Quatre ans après les faits, nous étions 11 à être poursuivis pour dégradation de bien privé aggravé en réunion nous exposant sur le papier à 5 ans de prison ferme et 75 000 € d’amendes. La société Advanta, propriétaire de l’essai, réclamait 250 000 € de dommages et intérêts.
Grâce à une forte mobilisation, les condamnations ne furent que d’un à deux mois avec sursis et 5000 € d’amendes et de dommages et intérêts.
Cette condamnation en demi-teinte du point sur les bases d’une mise en examen basée sur le « crime organisé » démontrait le paradoxe d’une justice ne pouvant que constater l’imposition des OGM à une société majoritairement contre et d’autre part la nécessité de condamner pour ne pas atteindre les fondements de la propriété privée.
Personnes ne releva appel. L’Etat déjà embarrassé par notre cas ne souhaitait pas faire plus de vague, la société Advanta, bien que perdante, cherchant à éviter plus de mauvaise publicité, et enfin nous même fatigués de 4 années de procédures... et pour ma part plus confiant dans l’action du peuple que dans une justice prise entre des nécessités politiques et l’expression des rapports sociaux du moment.
Jugés, condamnés, nous pensions être tranquilles presque 5 ans après les faits.
Pourtant, fin juin 2006, 6 parmi les 11 condamnés furent convoqués de nouveaux par la gendarmerie pour y être prélevés génétiquement ! De nouveau, je constatais le caractère purement arbitraire du choix des individus à comparaître devant la justice.
Convoqué à 10h, je me rendais devant la gendarmerie de Saint Martin de Valguage accompagné d’un comité de soutien composé d’organisations et d’autonomes conscients de la dérive totalitariste d’un tel prélèvement.
━━━━━━━━━━
ÉNONCÉ:
Reprenez sous forme de liste courte le paragraphe du texte qui commence par « Quatre ans après les faits », en conservant ses faits principaux. Les données qui suivent n'ont aucun lien avec le texte.

BLOC DE DONNÉES:
━━━━━━━━━━
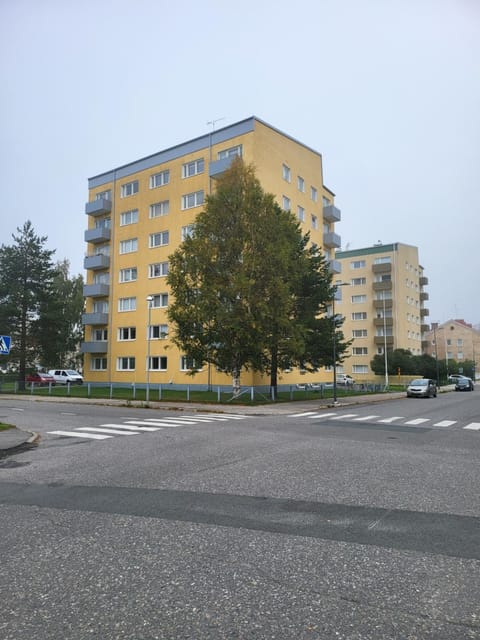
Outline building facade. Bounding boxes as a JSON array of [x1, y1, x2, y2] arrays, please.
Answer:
[[425, 320, 480, 372], [334, 242, 430, 381], [82, 117, 341, 385]]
━━━━━━━━━━
SOLUTION:
- Quatre ans après les faits, nous étions 11 poursuivis pour dégradation de bien privé aggravée en réunion.
- Sur le papier, nous risquions 5 ans de prison ferme et 75 000 € d'amende.
- La société Advanta, propriétaire de l'essai, réclamait 250 000 € de dommages et intérêts.